◆ GIVEN INSTRUCTION A ◆
In the records only, starting at the beginning of the records and ending at the line containing "[325,142,420,205]", replace "fingertip" with "tip of a finger" and leave everything else unchanged.

◆ TEXT EXCERPT ◆
* Start *
Watch the documentary Kelce (2023)


12



Sadness means you need love. (From another person, a pet, yourself.) Someone whose presence brings you comfort. May be dead, living, fictional, historical figure, religious (god, saints, Buddha, etc.) Live and in person is best though. Let someone love you how you need to be loved.


19, 21



Fire drills. Practice what to do, where to go if the house is on fire. Have an escape plan.


5-10



Listen to Celebrate Calm podcasts for help dealing with defiance.


4, 9, 15



I highly recommend you read The Crane Wife by CJ Houser.


15, 17, 19, 21



Devotion is revealed by behavior, not intention.


15, 17, 21



Difficult conversations are…difficult. If you have to deliver bad news, don’t beat around the bush but prepare them for what’s coming rather than just blurting it out. “I have some news that’s going to be difficult to hear…” Or “Is this a good time to talk?” Those are just a couple examples, but many more are available. Look it up or ask people who routinely have to give bad news.
* End *
◆ RECORD EXTRACTS ◆
* Start *
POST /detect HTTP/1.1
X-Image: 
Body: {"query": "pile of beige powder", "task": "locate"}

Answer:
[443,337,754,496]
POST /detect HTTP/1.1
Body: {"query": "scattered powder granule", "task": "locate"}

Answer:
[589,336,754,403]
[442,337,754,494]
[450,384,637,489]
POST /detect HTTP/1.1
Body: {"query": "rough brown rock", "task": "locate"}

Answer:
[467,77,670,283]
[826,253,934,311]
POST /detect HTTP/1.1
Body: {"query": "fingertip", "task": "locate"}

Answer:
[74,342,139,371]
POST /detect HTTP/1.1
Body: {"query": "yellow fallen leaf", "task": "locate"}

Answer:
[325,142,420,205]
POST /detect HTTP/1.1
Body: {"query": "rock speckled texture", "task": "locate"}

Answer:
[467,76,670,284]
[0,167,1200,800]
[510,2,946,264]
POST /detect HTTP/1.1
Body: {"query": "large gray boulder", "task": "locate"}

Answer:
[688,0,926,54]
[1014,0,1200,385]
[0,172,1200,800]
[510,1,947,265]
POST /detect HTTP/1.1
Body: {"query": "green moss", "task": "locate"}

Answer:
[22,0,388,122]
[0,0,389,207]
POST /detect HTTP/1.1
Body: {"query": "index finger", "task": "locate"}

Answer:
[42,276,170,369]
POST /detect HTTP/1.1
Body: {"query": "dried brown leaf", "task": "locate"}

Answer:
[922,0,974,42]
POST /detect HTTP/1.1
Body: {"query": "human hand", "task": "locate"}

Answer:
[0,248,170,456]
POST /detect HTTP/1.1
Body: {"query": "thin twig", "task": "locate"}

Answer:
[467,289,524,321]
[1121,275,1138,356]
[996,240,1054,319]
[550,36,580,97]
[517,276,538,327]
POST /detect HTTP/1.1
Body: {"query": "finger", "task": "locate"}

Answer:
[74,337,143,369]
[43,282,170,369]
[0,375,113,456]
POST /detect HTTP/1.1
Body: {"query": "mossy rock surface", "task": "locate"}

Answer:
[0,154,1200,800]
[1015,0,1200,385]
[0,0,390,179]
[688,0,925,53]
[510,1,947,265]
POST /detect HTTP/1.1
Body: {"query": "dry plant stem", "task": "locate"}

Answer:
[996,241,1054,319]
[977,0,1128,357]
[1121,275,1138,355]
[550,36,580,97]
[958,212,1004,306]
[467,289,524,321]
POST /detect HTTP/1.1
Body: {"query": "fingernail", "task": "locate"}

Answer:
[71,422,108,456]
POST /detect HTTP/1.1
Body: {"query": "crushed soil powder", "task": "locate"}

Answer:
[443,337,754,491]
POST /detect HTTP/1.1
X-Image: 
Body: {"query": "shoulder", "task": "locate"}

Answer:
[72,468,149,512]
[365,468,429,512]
* End *
◆ GIVEN INSTRUCTION B ◆
According to the text excerpt, why should a sad person let someone whose presence brings comfort love them? Answer in one to three sentences.

◆ SOLUTION A ◆
POST /detect HTTP/1.1
X-Image: 
Body: {"query": "pile of beige powder", "task": "locate"}

Answer:
[443,337,754,496]
POST /detect HTTP/1.1
Body: {"query": "scattered powder granule", "task": "locate"}

Answer:
[589,336,754,403]
[442,337,754,494]
[450,384,637,489]
POST /detect HTTP/1.1
Body: {"query": "rough brown rock", "task": "locate"}

Answer:
[467,77,670,283]
[826,253,934,311]
POST /detect HTTP/1.1
Body: {"query": "tip of a finger", "task": "locate"}

Answer:
[74,342,139,371]
POST /detect HTTP/1.1
Body: {"query": "yellow fallen leaf", "task": "locate"}

Answer:
[325,142,420,205]

◆ SOLUTION B ◆
The excerpt says that sadness means you need love, whether from another person, a pet, or yourself. A comforting presence can provide that love. The text adds that live and in person is best.